** START **
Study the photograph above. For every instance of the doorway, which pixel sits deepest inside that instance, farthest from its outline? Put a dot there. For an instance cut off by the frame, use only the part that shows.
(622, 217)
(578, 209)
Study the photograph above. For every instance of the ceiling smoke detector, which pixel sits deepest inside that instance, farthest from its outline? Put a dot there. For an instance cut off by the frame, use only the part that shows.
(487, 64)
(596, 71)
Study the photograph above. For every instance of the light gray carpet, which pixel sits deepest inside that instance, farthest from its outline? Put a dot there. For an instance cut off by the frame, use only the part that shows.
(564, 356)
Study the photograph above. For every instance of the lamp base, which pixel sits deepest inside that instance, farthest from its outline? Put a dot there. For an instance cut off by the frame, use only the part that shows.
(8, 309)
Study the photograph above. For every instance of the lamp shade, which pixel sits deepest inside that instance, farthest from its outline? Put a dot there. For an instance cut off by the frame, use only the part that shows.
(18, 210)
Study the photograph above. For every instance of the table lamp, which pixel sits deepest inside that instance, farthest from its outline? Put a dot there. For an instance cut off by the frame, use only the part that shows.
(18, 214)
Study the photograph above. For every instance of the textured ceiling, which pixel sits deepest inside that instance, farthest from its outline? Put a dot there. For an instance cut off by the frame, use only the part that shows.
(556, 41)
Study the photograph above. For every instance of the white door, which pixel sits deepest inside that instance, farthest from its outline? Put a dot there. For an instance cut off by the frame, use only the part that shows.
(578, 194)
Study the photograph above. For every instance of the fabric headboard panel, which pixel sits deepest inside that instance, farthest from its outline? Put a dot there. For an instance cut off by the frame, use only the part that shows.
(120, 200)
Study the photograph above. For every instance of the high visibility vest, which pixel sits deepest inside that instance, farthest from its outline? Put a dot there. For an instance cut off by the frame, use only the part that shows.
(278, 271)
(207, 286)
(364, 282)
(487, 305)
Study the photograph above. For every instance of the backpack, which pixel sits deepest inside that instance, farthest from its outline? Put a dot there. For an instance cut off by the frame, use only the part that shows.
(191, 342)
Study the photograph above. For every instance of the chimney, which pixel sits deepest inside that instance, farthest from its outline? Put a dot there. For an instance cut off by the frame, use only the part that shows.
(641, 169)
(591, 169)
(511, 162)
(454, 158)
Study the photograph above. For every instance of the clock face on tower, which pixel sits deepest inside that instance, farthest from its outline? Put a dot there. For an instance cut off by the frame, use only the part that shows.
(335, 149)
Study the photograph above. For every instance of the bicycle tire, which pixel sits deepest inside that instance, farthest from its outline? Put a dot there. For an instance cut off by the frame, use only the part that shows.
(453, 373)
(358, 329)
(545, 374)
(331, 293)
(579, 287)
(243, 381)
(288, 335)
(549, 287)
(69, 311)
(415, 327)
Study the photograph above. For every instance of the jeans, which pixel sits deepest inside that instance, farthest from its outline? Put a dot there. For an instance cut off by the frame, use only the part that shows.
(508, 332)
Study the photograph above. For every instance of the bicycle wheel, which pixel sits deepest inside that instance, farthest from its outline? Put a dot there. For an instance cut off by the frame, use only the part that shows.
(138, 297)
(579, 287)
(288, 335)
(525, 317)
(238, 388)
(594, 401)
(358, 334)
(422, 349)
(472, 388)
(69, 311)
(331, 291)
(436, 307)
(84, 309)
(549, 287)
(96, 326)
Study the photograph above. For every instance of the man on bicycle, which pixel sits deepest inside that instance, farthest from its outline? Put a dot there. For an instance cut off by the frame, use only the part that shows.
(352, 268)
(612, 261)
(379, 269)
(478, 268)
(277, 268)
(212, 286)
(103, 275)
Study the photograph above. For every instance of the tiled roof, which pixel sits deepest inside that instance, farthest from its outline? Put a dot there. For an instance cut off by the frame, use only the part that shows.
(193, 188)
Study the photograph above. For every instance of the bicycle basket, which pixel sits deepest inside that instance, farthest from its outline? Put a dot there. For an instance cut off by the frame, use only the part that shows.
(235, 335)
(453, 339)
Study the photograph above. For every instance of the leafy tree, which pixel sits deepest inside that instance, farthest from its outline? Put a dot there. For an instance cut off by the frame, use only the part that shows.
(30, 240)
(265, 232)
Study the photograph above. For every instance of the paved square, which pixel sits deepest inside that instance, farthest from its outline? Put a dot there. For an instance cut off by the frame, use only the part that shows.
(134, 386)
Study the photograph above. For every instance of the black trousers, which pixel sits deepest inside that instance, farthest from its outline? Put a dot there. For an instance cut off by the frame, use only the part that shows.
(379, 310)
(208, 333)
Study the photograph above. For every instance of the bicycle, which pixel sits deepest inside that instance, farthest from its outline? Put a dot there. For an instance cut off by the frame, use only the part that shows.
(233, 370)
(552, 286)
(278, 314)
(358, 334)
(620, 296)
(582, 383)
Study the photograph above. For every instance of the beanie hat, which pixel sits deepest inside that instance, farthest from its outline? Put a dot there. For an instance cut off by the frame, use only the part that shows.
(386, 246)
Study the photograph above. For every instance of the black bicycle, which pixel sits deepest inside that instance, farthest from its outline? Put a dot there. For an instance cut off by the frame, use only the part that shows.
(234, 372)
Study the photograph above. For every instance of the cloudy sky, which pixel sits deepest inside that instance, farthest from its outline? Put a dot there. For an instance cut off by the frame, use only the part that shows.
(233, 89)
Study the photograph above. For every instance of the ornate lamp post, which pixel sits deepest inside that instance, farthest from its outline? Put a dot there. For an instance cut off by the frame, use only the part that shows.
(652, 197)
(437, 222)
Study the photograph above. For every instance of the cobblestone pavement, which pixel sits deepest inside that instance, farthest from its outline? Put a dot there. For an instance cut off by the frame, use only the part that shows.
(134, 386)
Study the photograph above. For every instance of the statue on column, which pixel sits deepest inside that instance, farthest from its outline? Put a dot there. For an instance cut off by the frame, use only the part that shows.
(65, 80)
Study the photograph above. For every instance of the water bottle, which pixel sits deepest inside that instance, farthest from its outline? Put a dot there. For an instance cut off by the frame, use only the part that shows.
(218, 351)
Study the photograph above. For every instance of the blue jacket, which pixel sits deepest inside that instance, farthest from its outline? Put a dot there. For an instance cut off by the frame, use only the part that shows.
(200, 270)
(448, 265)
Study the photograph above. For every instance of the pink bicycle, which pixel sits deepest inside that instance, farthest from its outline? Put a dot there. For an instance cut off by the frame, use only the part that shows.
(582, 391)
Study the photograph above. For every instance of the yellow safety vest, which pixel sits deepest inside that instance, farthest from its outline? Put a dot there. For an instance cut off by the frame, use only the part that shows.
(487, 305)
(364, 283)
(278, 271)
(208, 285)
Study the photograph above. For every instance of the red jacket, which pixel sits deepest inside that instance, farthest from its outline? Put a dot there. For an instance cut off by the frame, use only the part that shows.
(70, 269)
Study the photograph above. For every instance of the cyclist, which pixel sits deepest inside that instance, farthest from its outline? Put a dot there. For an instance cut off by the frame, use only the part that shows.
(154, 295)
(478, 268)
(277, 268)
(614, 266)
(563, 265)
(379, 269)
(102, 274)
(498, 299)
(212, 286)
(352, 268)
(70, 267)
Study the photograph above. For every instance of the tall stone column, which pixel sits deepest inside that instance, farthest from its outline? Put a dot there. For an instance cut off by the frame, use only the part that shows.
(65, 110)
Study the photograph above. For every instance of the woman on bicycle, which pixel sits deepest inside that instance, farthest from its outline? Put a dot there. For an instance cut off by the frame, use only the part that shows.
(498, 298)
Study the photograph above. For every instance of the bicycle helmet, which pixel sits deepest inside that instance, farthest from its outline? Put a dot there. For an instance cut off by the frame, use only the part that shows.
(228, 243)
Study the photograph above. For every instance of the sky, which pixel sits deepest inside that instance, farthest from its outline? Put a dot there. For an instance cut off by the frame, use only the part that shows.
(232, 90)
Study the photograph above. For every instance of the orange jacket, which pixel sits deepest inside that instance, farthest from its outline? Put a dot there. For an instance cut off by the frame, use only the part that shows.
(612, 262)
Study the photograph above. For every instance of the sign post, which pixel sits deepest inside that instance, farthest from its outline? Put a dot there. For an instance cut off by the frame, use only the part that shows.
** END **
-- Stated problem --
Retype exactly, please, each line from the line that contains "Study the photograph above. For every instance of the sky, which" through the last line of the entries above, with nothing added.

-- Solution to this exercise --
Study the photograph above. For every instance of the sky, which pixel sits deepest inside that instance, farthest from its outline? Put a dot there. For an instance cut off by the frame, use only the part that shows.
(232, 90)
Study the photograph above. For every instance of the orange jacket, which pixel sits deepest inside that instance, farthest from its outline? Put a dot there. For an instance cut off by the frame, use only the part that shows.
(612, 262)
Study the photograph above. For every instance of the sign post, which pixel sits deepest inside that instance, farthest from its outline? Put a dot there. For an instance cut off by the frame, use only the part that shows.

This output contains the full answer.